**Instruction 1**
Reproduce everything in the forum thread on array representation below, from "I'm not so sure." down to "the setlength function.".

**Supplied text**
/---

September 19, 2011
On Mon, 19 Sep 2011 10:08:32 -0400, Andrei Alexandrescu <SeeWebsiteForEmail@erdani.org> wrote:

> On 9/19/11 6:25 AM, Steven Schveighoffer wrote:
>> On Sun, 18 Sep 2011 15:34:16 -0400, Timon Gehr <timon.gehr@gmx.ch> wrote:
>>
>>> On 09/18/2011 08:28 PM, Andrei Alexandrescu wrote:
>>>> That would allow us to e.g. switch from the
>>>> pointer+length representation to the arguably better pointer+pointer
>>>> representation with ease.
>>>
>>> In what way is that representation better?
>>
>> I agree, I don't see why the representation is inherently better. Some
>> operations become higher performance (i.e. popFront), and some become
>> worse (i.e. length). Most of the others are a wash.
>
> That's where frequency of use comes into play. I'm thinking popFront would be used most often, and it touches two words.

I'm not so sure.  It's very difficult to prove this is the case (either way).

Already foreach does not use the range primitives for arrays, which is probably the most frequent user of popFront (for ranges other than arrays of course).

However, length is used frequently in slicing, or passing to underlying C or OS functions which require ptr + length.  Maybe the compiler can optimize out the calculations of length when they are just getting translated right back to pointers.  For example a = a[1..$] shouldn't have to calculate a.length, it should just be a.ptr += 5.  I also think it would be nice to have direct access to the end pointer.  Likewise, a.length -= 5 shouldn't have to calculate the original length, then subtract 5, then pass that to the setlength function.

I'm not sure if the runtime code would be better or worse if we used 2 pointers instead of ptr/length.  for sure that is where the bulk of the changes would need to be made.

The other thing that I don't like is it's much easier to construct an invalid slice with 2 pointers than it is with a ptr/length.

I suspect my opinion doesn't matter much for what we all "think" is used more frequently, but there are bigger issues to solve before we could have a library-based array type.  It might be best to leave the array as a magic type, but just change the internal representation in the compiler/runtime.

I know that printf was abused at some point for writing slices by relying on the fact that the order of length/ptr happened to be the same when you specified the length of a string as a parameter to printf, this would definitely break any code that relies on that.  Not that we need to care, but it's something to think about.

And actually, false pointers would be cut down (both pointers always point to the referenced block), which might be worth all the trouble anyways :)

\---

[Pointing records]
/---

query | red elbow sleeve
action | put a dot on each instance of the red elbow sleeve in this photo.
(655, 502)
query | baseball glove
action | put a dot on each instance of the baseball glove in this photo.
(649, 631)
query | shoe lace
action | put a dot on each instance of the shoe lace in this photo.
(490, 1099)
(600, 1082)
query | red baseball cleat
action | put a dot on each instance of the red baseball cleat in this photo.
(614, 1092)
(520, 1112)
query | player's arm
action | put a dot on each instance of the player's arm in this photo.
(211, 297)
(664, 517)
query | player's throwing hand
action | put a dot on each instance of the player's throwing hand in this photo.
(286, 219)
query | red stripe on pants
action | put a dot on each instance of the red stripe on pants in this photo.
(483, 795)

\---

**Instruction 2**
In the entries above, write out everything from the line containing "query | player's throwing hand" down to the end of the entries.

**Complete answer 1**
I'm not so sure.  It's very difficult to prove this is the case (either way).

Already foreach does not use the range primitives for arrays, which is probably the most frequent user of popFront (for ranges other than arrays of course).

However, length is used frequently in slicing, or passing to underlying C or OS functions which require ptr + length.  Maybe the compiler can optimize out the calculations of length when they are just getting translated right back to pointers.  For example a = a[1..$] shouldn't have to calculate a.length, it should just be a.ptr += 5.  I also think it would be nice to have direct access to the end pointer.  Likewise, a.length -= 5 shouldn't have to calculate the original length, then subtract 5, then pass that to the setlength function.

**Complete answer 2**
query | player's throwing hand
action | put a dot on each instance of the player's throwing hand in this photo.
(286, 219)
query | red stripe on pants
action | put a dot on each instance of the red stripe on pants in this photo.
(483, 795)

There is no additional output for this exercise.